→ Direction 1
List every rule the filing cites in its checkbox provisions, along with the act each rule falls under.
→ Direction 2
From the filing, extract the part that opens with the words containing "Delaware | |" and closes with "(17 CFR 240.14d-2(b))".

→ Extract
UNITED STATES
SECURITIES AND EXCHANGE COMMISSION
WASHINGTON, D.C. 20549
FORM 8-K
CURRENT REPORT
Pursuant to Section 13 or 15(d) of the
Securities Exchange Act of 1934
Date of Report (Date of earliest event reported): September 21, 2016
Towerstream Corporation
(Exact Name of Registrant as Specified in Charter)
Delaware | | 001-33449 | | 20-8259086 |
(State or other jurisdiction of incorporation) | | (Commission File Number) | | (IRS Employer Identification No.) |
88 Silva Lane Middletown, RI | | 02842 |
(Address of principal executive offices) | | (Zip Code) |
Registrant’s telephone number, including area code: (401) 848-5848
| ______________________________ (Former name or former address, if changed since last report) | |
Check the appropriate box below if the Form 8-K filing is intended to simultaneously satisfy the filing obligation of the registrant under any of the following provisions:
[ ] Written communications pursuant to Rule 425 under the Securities Act (17 CFR 230.425)
[ ] Soliciting material pursuant to Rule 14a-12 under the Exchange Act (17 DFR 240.14a-12)
[ ] Pre-commencement communications pursuant to Rule 14d-2(b) under the Exchange Act (17 CFR 240.14d-2(b))

→ Extracted records
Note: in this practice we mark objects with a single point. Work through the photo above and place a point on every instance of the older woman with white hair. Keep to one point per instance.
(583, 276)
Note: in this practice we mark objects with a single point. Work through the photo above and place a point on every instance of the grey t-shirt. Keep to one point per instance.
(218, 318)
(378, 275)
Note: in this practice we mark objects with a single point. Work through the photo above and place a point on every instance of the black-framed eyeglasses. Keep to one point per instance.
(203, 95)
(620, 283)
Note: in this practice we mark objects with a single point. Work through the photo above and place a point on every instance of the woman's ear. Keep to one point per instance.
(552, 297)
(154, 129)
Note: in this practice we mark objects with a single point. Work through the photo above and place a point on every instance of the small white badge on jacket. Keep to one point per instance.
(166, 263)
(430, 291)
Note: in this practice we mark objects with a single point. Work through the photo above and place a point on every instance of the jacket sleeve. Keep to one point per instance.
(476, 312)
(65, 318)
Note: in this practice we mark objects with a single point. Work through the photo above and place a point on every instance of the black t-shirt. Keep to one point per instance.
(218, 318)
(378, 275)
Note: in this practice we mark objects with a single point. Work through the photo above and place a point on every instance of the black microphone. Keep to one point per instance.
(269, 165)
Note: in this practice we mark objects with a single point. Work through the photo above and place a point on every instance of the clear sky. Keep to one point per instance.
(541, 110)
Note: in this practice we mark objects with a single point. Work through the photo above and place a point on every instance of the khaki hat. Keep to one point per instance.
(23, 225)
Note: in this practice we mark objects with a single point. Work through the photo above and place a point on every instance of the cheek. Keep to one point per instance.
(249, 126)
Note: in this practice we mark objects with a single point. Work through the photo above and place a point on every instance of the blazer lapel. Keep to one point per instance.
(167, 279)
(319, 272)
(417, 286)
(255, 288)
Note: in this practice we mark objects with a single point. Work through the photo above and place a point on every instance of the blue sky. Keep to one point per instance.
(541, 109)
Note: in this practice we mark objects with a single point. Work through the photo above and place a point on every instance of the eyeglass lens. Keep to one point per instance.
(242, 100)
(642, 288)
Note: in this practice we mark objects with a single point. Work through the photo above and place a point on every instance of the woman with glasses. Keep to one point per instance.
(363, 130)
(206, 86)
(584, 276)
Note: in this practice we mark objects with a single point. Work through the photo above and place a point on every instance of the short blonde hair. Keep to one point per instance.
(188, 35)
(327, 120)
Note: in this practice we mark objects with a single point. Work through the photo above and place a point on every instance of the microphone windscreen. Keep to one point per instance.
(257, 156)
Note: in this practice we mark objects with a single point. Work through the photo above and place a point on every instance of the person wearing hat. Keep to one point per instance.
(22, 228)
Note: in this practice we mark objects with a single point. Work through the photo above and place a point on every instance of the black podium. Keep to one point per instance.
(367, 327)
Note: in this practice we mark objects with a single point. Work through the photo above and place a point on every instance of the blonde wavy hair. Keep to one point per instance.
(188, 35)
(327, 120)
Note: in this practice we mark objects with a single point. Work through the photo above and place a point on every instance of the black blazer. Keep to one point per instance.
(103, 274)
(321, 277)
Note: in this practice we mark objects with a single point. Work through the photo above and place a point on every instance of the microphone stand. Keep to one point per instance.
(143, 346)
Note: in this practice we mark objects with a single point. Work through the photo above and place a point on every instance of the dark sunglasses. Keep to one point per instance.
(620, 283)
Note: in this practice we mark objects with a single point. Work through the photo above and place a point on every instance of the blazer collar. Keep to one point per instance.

→ Task answer 1
Rule 425 under the Securities Act
Rule 14a-12 under the Exchange Act
Rule 14d-2(b) under the Exchange Act

→ Task answer 2
Delaware | | 001-33449 | | 20-8259086 |
(State or other jurisdiction of incorporation) | | (Commission File Number) | | (IRS Employer Identification No.) |
88 Silva Lane Middletown, RI | | 02842 |
(Address of principal executive offices) | | (Zip Code) |
Registrant’s telephone number, including area code: (401) 848-5848
| ______________________________ (Former name or former address, if changed since last report) | |
Check the appropriate box below if the Form 8-K filing is intended to simultaneously satisfy the filing obligation of the registrant under any of the following provisions:
[ ] Written communications pursuant to Rule 425 under the Securities Act (17 CFR 230.425)
[ ] Soliciting material pursuant to Rule 14a-12 under the Exchange Act (17 DFR 240.14a-12)
[ ] Pre-commencement communications pursuant to Rule 14d-2(b) under the Exchange Act (17 CFR 240.14d-2(b))